- WHAT YOU HAVE TO DO: Working from the line that contains "TARGET = wooden bowl" down to the last line below, repeat each line exactly.

## start

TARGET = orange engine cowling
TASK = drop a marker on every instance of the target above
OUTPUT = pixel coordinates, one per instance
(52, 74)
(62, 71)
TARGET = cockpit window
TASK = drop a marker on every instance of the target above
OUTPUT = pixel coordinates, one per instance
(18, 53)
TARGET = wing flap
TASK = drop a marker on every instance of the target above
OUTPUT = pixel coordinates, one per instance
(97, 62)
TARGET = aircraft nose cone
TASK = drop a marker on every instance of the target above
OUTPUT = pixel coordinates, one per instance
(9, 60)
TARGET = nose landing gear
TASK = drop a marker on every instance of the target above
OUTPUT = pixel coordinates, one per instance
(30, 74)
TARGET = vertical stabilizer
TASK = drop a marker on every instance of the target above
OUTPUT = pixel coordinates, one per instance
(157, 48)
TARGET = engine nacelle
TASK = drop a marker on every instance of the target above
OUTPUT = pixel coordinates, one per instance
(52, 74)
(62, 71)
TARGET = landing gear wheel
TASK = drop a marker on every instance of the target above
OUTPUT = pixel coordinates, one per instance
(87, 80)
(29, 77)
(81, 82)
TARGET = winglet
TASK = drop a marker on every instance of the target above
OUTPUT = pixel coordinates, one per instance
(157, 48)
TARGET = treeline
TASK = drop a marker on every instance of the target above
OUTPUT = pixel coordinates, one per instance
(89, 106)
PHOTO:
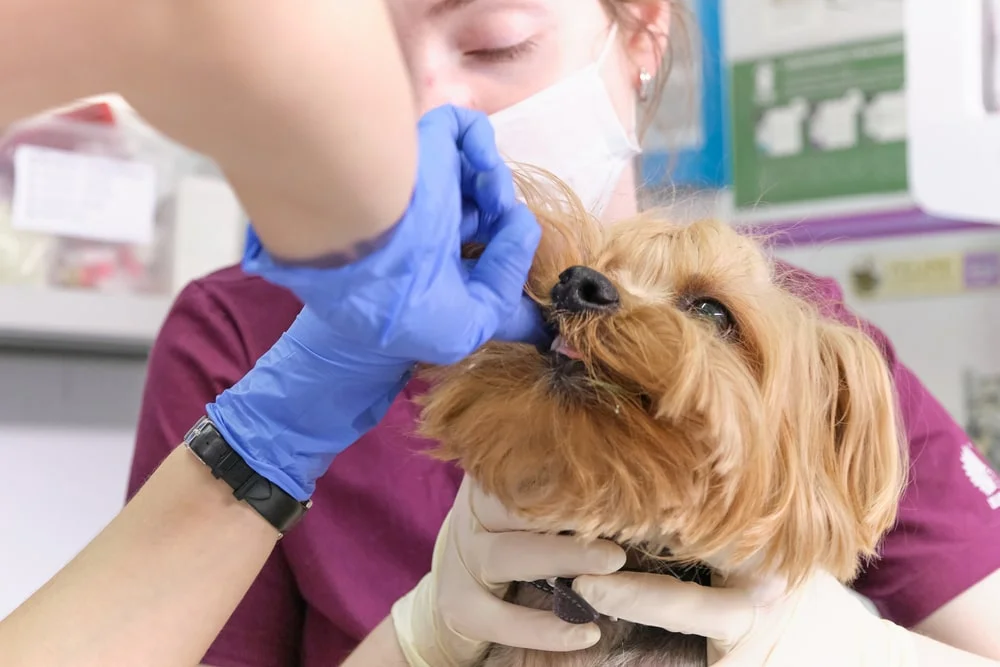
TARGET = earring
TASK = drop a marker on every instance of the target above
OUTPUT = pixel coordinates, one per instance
(645, 84)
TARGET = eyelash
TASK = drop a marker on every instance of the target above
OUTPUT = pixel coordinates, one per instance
(506, 54)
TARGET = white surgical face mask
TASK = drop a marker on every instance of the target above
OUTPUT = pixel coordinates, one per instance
(572, 130)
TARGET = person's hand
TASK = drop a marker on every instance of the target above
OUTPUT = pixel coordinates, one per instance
(458, 608)
(820, 623)
(413, 298)
(365, 324)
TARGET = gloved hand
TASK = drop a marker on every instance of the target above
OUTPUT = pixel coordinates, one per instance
(820, 623)
(334, 374)
(414, 299)
(457, 609)
(305, 401)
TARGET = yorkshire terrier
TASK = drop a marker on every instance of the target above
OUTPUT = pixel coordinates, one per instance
(692, 407)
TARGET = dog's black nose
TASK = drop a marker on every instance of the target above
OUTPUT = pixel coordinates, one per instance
(581, 289)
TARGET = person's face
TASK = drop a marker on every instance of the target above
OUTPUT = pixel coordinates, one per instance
(491, 54)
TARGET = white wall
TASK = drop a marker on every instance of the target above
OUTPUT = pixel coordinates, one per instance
(66, 431)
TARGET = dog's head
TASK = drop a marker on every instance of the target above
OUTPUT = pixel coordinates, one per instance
(689, 402)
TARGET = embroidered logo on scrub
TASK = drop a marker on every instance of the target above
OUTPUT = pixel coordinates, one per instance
(981, 475)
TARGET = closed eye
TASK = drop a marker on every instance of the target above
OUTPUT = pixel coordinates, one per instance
(504, 54)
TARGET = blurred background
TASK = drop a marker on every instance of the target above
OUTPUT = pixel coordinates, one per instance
(785, 116)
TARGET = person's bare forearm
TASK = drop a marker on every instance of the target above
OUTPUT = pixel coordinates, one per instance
(305, 105)
(155, 587)
(379, 649)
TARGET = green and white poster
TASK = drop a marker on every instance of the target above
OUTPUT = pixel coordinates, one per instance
(820, 123)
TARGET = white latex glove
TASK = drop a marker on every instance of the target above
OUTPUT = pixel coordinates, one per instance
(457, 609)
(820, 624)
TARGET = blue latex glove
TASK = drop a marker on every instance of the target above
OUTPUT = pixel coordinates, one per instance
(414, 299)
(304, 402)
(333, 375)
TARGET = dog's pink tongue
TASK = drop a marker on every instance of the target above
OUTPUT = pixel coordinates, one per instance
(562, 347)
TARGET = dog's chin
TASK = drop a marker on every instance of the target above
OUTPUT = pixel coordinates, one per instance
(573, 380)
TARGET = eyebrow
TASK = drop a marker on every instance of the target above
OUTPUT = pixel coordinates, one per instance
(447, 6)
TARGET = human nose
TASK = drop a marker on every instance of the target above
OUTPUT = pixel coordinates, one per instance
(437, 86)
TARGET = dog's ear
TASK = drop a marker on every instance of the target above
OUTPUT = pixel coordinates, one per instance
(864, 458)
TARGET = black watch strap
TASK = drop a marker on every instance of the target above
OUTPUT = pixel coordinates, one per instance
(269, 500)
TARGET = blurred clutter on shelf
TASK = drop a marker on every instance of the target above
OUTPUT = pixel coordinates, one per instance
(102, 221)
(92, 198)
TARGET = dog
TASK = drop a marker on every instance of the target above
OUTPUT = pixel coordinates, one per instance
(692, 407)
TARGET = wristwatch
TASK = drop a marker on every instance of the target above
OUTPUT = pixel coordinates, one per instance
(269, 500)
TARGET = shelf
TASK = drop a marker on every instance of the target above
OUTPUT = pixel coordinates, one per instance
(37, 317)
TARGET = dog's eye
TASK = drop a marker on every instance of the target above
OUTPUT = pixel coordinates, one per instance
(713, 310)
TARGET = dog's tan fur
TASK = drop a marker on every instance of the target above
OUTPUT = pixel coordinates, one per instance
(771, 449)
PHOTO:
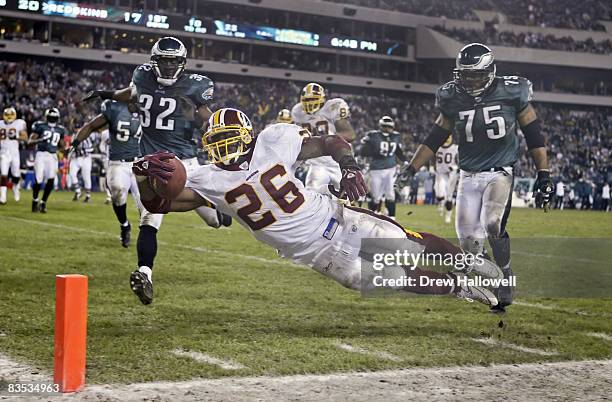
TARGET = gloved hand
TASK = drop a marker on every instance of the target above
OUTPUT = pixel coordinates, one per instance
(352, 184)
(155, 165)
(543, 189)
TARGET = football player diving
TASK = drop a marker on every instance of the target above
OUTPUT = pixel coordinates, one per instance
(12, 130)
(48, 136)
(251, 178)
(124, 136)
(172, 104)
(482, 110)
(322, 117)
(384, 147)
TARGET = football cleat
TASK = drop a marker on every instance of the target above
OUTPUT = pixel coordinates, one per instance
(142, 287)
(504, 294)
(477, 293)
(126, 235)
(487, 269)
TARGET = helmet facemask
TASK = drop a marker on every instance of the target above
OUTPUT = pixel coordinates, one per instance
(9, 115)
(312, 98)
(226, 143)
(475, 69)
(474, 82)
(168, 59)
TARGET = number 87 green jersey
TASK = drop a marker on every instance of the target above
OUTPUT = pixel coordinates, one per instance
(167, 113)
(485, 126)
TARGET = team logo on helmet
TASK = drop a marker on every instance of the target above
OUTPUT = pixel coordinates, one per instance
(228, 137)
(52, 115)
(475, 69)
(9, 115)
(312, 97)
(284, 116)
(168, 59)
(386, 122)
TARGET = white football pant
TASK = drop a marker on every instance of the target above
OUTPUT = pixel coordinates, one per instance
(45, 166)
(82, 163)
(483, 205)
(121, 180)
(381, 184)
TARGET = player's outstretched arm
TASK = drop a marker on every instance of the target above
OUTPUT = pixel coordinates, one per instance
(438, 135)
(536, 144)
(352, 184)
(84, 132)
(345, 130)
(124, 95)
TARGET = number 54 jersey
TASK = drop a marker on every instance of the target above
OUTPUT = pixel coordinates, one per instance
(485, 126)
(264, 195)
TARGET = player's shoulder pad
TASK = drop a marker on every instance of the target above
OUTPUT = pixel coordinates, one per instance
(200, 87)
(336, 109)
(141, 72)
(445, 93)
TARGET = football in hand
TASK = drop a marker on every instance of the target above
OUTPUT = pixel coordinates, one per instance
(175, 184)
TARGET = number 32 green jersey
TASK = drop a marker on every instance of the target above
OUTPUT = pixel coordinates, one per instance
(485, 126)
(167, 113)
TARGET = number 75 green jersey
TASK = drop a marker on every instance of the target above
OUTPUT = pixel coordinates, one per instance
(485, 126)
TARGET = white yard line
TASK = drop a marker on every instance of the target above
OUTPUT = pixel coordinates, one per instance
(202, 358)
(518, 348)
(185, 247)
(600, 335)
(374, 353)
(552, 308)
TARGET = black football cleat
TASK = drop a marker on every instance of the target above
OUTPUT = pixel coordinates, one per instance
(504, 294)
(224, 220)
(142, 287)
(126, 234)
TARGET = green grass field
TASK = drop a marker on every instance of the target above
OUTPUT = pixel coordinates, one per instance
(220, 293)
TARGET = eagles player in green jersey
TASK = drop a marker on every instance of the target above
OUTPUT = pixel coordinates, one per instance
(124, 135)
(172, 104)
(48, 136)
(483, 110)
(383, 147)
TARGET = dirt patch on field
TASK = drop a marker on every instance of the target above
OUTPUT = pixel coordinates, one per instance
(587, 380)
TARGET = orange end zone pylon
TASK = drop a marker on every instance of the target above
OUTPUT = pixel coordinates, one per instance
(70, 332)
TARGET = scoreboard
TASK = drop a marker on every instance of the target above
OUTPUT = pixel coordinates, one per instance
(198, 25)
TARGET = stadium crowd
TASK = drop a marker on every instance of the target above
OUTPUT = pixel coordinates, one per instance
(569, 14)
(534, 40)
(580, 142)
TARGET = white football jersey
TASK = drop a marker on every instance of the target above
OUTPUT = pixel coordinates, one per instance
(9, 134)
(322, 122)
(264, 195)
(446, 159)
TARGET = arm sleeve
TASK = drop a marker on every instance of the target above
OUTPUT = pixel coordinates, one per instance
(437, 136)
(533, 135)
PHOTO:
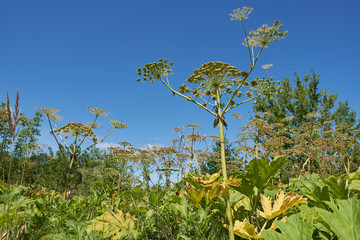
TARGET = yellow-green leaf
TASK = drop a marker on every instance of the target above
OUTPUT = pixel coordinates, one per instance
(281, 204)
(245, 229)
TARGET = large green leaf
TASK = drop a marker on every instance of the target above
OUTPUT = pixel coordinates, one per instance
(297, 227)
(344, 220)
(258, 174)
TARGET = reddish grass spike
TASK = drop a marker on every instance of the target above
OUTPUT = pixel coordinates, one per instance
(15, 119)
(9, 113)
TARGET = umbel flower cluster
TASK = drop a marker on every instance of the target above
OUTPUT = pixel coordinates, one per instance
(211, 78)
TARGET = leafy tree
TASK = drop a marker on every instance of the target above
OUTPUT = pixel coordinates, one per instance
(220, 82)
(302, 101)
(309, 126)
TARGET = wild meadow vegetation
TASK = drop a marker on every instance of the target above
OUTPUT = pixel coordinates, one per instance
(292, 173)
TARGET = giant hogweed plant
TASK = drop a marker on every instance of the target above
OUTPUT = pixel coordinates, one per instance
(216, 85)
(80, 132)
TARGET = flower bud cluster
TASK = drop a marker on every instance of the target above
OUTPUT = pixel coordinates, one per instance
(154, 71)
(74, 128)
(265, 35)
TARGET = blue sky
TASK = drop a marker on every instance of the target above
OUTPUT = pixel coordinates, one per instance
(72, 55)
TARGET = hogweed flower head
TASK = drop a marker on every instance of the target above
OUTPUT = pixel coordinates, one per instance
(241, 13)
(50, 113)
(118, 124)
(265, 35)
(154, 71)
(99, 112)
(266, 66)
(74, 128)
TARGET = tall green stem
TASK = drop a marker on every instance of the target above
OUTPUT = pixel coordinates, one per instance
(223, 165)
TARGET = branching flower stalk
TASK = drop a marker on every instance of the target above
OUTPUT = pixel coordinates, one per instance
(217, 81)
(80, 132)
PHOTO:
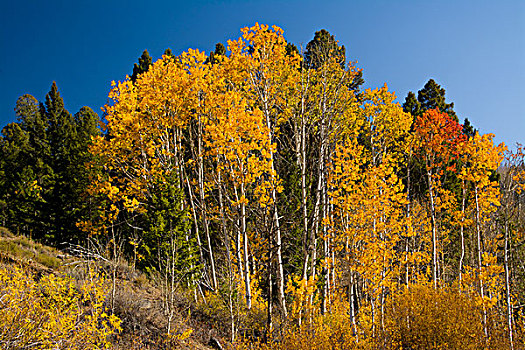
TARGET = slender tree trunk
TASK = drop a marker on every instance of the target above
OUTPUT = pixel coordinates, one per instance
(480, 262)
(507, 284)
(245, 250)
(462, 233)
(434, 230)
(204, 214)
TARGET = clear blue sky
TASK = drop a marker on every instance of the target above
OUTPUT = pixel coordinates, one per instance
(474, 49)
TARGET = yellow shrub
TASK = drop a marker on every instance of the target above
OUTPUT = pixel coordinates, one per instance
(52, 313)
(422, 317)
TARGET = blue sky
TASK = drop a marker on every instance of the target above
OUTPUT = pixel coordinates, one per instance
(474, 49)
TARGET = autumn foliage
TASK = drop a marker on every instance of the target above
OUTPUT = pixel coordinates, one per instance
(301, 212)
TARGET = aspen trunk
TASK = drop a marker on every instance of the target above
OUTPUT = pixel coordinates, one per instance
(507, 284)
(434, 233)
(480, 262)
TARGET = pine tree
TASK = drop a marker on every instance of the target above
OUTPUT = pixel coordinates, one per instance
(145, 62)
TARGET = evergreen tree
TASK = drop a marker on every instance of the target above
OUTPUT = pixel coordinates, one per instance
(220, 50)
(25, 168)
(145, 61)
(324, 46)
(432, 96)
(43, 167)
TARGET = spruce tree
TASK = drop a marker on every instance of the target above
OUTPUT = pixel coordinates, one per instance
(145, 61)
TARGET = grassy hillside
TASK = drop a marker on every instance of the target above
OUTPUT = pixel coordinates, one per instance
(131, 296)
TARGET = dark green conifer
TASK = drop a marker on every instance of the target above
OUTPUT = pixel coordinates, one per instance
(145, 61)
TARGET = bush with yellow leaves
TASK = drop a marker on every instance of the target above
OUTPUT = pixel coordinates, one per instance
(52, 313)
(422, 317)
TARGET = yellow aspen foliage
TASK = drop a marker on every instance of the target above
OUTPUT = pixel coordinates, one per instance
(52, 313)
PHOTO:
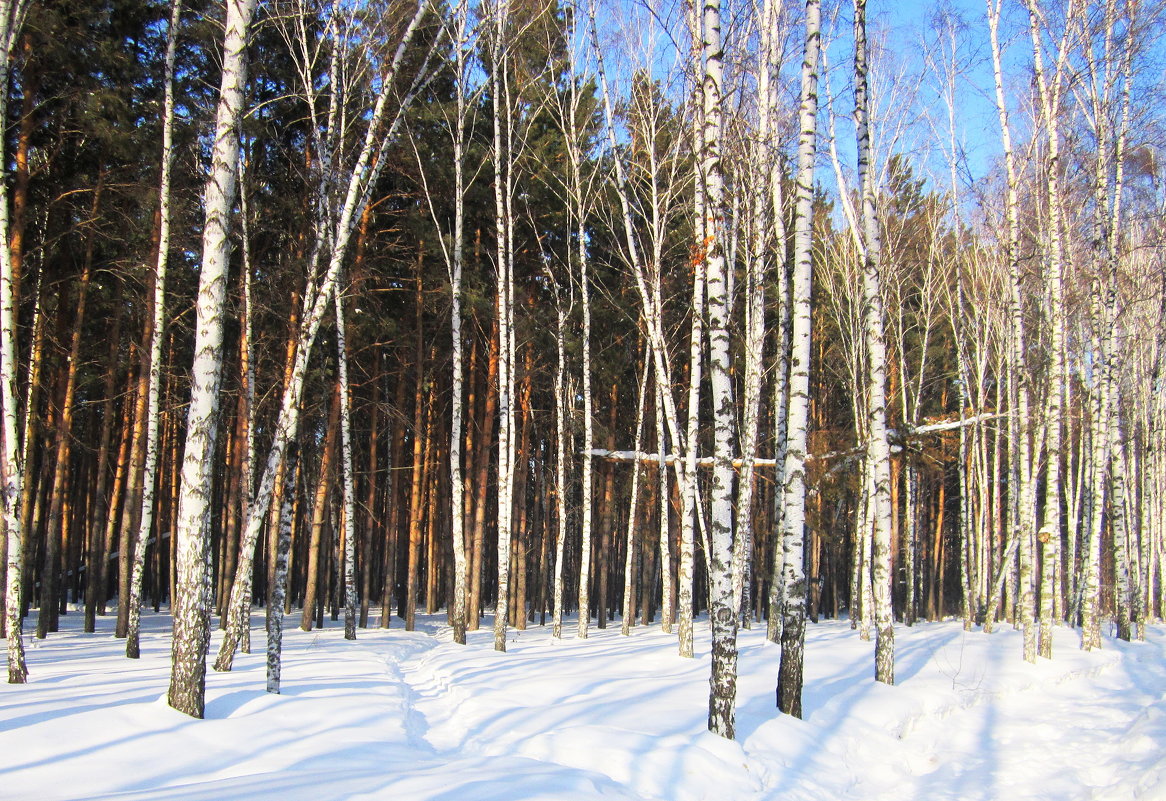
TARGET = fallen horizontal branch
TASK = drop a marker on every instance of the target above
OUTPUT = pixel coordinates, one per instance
(893, 436)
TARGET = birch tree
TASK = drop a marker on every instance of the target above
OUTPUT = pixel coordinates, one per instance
(793, 519)
(878, 450)
(336, 238)
(191, 603)
(149, 473)
(12, 19)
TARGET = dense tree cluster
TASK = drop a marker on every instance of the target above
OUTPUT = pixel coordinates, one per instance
(545, 308)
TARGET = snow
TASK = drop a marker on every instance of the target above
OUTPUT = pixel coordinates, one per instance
(413, 716)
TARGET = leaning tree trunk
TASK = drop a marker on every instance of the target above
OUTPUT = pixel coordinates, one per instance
(12, 18)
(348, 475)
(363, 175)
(191, 601)
(793, 631)
(722, 611)
(878, 450)
(149, 471)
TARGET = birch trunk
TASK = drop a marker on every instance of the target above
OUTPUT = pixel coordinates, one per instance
(562, 442)
(878, 451)
(504, 309)
(722, 610)
(12, 18)
(1051, 526)
(658, 342)
(1023, 504)
(348, 476)
(191, 601)
(362, 178)
(278, 592)
(793, 632)
(630, 549)
(154, 392)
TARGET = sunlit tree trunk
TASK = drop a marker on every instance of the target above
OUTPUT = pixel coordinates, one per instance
(191, 602)
(12, 18)
(878, 450)
(157, 334)
(793, 632)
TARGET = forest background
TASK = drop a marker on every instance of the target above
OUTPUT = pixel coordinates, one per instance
(625, 311)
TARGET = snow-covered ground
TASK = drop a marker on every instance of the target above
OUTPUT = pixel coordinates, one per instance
(411, 716)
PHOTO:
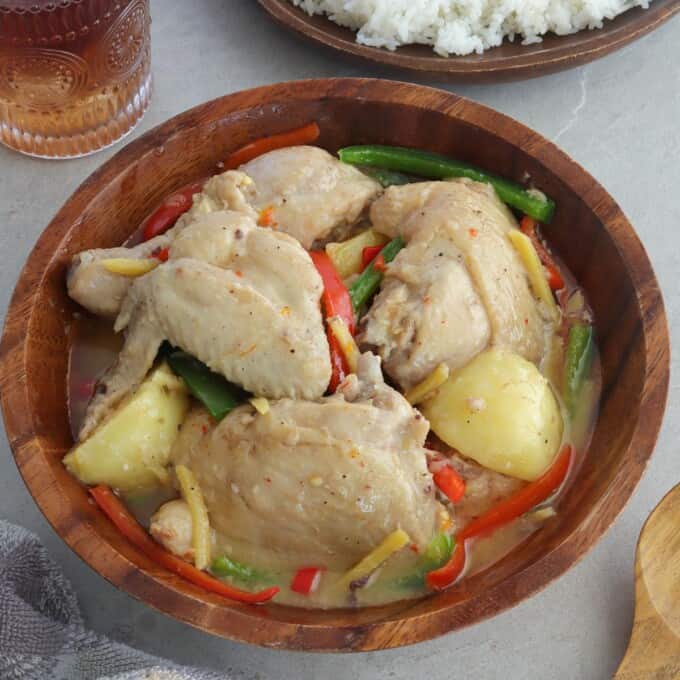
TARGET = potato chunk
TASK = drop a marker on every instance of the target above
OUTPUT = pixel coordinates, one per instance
(130, 450)
(501, 412)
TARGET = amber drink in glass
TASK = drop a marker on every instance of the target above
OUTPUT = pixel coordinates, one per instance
(74, 74)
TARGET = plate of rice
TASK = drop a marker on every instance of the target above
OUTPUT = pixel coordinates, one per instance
(474, 40)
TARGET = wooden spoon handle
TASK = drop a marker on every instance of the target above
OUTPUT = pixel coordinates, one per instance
(653, 654)
(654, 649)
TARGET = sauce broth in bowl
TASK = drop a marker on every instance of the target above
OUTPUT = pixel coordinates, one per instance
(342, 382)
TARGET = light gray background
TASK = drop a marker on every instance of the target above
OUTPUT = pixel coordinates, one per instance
(619, 118)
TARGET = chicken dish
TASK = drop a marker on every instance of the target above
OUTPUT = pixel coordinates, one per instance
(331, 381)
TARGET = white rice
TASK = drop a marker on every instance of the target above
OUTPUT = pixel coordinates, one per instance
(464, 26)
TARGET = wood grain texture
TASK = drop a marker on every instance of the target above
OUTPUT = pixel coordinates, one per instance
(510, 61)
(589, 232)
(654, 649)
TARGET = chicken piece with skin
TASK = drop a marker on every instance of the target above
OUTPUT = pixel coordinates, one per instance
(457, 287)
(172, 526)
(302, 191)
(315, 483)
(243, 300)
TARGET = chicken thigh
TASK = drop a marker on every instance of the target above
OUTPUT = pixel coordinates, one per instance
(302, 191)
(457, 287)
(243, 300)
(314, 483)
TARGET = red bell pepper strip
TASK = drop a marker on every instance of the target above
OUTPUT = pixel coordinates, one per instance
(555, 279)
(339, 366)
(114, 509)
(167, 213)
(501, 514)
(523, 500)
(304, 135)
(450, 483)
(441, 578)
(368, 254)
(306, 580)
(336, 302)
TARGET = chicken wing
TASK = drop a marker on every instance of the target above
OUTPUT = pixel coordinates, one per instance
(302, 191)
(243, 300)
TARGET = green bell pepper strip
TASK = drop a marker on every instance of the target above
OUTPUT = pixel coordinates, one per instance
(225, 567)
(436, 166)
(387, 178)
(579, 359)
(369, 280)
(436, 554)
(217, 394)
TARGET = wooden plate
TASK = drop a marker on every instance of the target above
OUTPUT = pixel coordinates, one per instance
(589, 232)
(510, 61)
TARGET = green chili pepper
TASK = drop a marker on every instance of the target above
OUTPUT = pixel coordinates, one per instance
(387, 178)
(436, 166)
(578, 362)
(225, 567)
(369, 280)
(217, 394)
(436, 554)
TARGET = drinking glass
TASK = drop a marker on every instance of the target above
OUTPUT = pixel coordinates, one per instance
(74, 74)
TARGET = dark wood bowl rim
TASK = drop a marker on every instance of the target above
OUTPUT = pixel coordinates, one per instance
(249, 624)
(510, 61)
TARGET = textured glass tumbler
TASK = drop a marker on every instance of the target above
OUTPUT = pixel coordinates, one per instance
(74, 74)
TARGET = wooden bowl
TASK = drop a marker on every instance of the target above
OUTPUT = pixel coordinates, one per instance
(509, 61)
(589, 232)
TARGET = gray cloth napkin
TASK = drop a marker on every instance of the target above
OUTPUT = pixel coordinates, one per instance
(42, 634)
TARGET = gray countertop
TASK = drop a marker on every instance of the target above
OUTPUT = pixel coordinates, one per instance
(619, 117)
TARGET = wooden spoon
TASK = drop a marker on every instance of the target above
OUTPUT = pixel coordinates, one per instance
(654, 649)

## end

- RESULT OF THE EXERCISE:
TARGET = wooden bowl
TASK = drop a marker on every instance of the target above
OUTPUT = pixel coordinates, one per instance
(509, 61)
(589, 232)
TARGET = gray cloth napkin
TASK = drop a marker on every instance of the target above
OUTPUT = pixel coordinates, one per instance
(42, 634)
TARGET = gray countertop
TASK = drop a marker on every instance of the target above
OUTPUT = pixel coordinates, one per instance
(619, 117)
TARGET = wooden spoon
TASK = drop a marker on every instance of the target above
OUTPUT = pixel coordinates, one per instance
(654, 649)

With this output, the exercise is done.